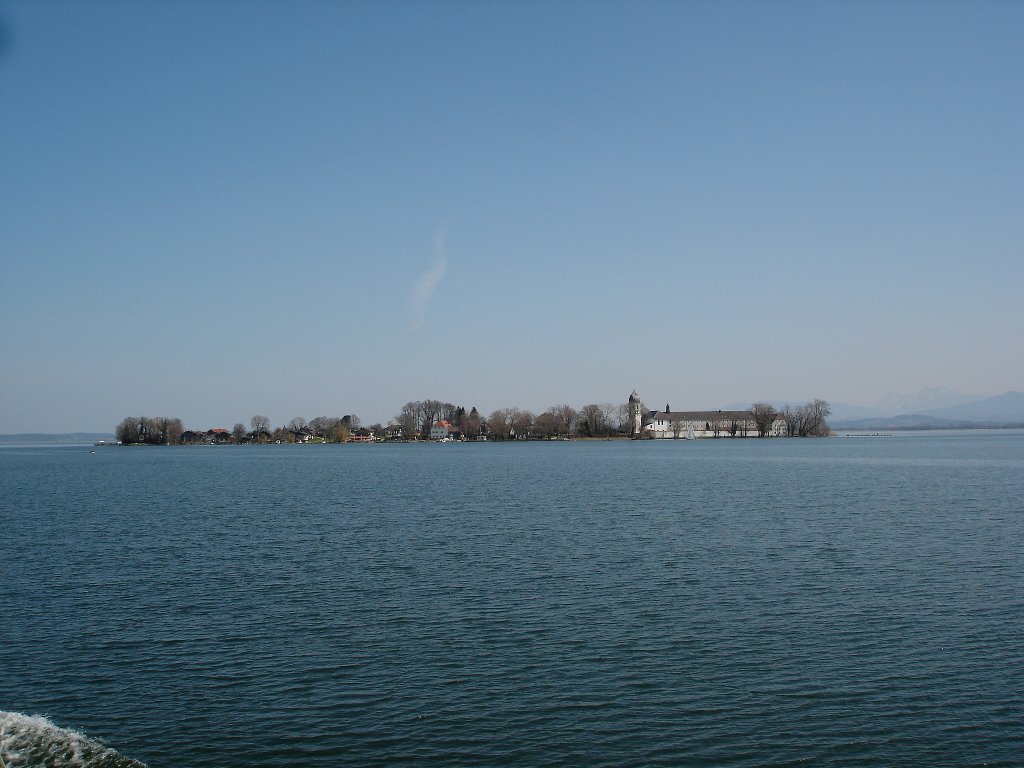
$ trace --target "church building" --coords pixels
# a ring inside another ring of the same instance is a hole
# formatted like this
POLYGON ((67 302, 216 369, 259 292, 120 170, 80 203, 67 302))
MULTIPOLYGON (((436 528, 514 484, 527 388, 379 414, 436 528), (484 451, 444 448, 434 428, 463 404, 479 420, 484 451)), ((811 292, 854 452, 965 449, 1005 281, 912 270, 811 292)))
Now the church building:
MULTIPOLYGON (((629 399, 630 427, 634 437, 694 439, 697 437, 757 437, 758 428, 749 411, 665 411, 643 412, 636 390, 629 399)), ((785 434, 785 420, 778 415, 770 437, 785 434)))

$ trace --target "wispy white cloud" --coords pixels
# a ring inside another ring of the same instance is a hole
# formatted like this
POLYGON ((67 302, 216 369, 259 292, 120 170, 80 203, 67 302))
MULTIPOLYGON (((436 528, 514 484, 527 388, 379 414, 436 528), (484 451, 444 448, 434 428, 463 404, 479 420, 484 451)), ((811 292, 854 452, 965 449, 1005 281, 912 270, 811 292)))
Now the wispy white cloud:
POLYGON ((447 254, 444 253, 444 230, 438 229, 434 236, 434 265, 427 269, 416 282, 413 289, 413 328, 419 328, 427 314, 427 306, 434 291, 447 269, 447 254))

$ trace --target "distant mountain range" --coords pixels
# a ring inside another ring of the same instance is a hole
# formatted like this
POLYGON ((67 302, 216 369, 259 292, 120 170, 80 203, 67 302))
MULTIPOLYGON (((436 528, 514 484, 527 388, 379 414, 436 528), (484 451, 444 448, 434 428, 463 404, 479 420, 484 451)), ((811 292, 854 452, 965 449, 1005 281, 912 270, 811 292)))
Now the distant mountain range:
MULTIPOLYGON (((803 404, 769 400, 781 411, 803 404)), ((828 402, 828 424, 838 429, 965 429, 968 427, 1024 427, 1024 392, 995 397, 958 394, 935 387, 916 394, 889 394, 876 408, 849 402, 828 402)), ((729 406, 744 411, 750 404, 729 406)))
MULTIPOLYGON (((1024 392, 959 402, 913 413, 863 414, 857 407, 833 407, 828 423, 838 429, 942 429, 1024 426, 1024 392)), ((863 411, 863 410, 862 410, 863 411)))
POLYGON ((82 443, 114 439, 117 438, 113 434, 106 434, 103 432, 65 432, 61 434, 25 432, 22 434, 0 434, 0 443, 82 443))

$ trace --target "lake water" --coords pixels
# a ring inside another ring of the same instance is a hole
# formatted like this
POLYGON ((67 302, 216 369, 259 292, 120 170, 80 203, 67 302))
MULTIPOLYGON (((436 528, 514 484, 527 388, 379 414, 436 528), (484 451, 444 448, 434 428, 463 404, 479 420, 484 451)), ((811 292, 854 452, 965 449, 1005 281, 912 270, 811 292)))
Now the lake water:
POLYGON ((2 447, 0 525, 0 710, 151 768, 1024 763, 1020 431, 2 447))

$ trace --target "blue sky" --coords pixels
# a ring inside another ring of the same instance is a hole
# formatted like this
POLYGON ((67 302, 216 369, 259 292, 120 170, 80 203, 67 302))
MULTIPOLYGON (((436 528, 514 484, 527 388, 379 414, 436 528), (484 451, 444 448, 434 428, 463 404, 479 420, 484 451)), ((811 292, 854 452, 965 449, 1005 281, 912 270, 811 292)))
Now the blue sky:
POLYGON ((0 432, 1024 389, 1022 3, 0 25, 0 432))

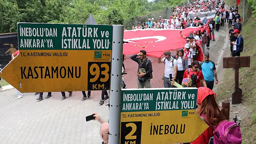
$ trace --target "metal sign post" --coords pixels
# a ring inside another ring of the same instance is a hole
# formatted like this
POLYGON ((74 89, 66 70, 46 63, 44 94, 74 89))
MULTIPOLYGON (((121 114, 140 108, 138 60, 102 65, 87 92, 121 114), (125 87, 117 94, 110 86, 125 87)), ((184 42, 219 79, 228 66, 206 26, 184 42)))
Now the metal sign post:
POLYGON ((119 143, 124 26, 113 25, 111 81, 109 92, 109 144, 119 143))

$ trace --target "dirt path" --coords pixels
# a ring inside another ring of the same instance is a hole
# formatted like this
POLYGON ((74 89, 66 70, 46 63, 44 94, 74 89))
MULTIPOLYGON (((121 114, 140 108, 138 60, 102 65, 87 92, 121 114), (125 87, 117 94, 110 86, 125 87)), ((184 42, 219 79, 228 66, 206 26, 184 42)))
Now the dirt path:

———

=== JOB ===
Format the lines above as a numbered list, starting at the first line and ending at the line that contains "MULTIPOLYGON (((629 399, 630". Omit blank lines and leave the pictures out.

=== TASK OUTPUT ===
1. $ trace --target "church building" --coords pixels
2. # a ring inside another ring of the same instance is a hole
3. # formatted like this
4. POLYGON ((67 302, 216 369, 259 292, 120 170, 80 203, 67 302))
5. MULTIPOLYGON (((436 528, 514 484, 527 388, 379 414, 436 528), (484 451, 444 448, 434 428, 463 404, 479 420, 484 451)), ((811 292, 854 452, 965 449, 1005 281, 912 270, 811 292)))
6. Now the church building:
7. MULTIPOLYGON (((629 399, 630 427, 634 437, 694 439, 697 437, 757 437, 758 428, 749 411, 665 411, 643 412, 636 390, 629 399)), ((785 434, 785 420, 778 415, 770 437, 785 434)))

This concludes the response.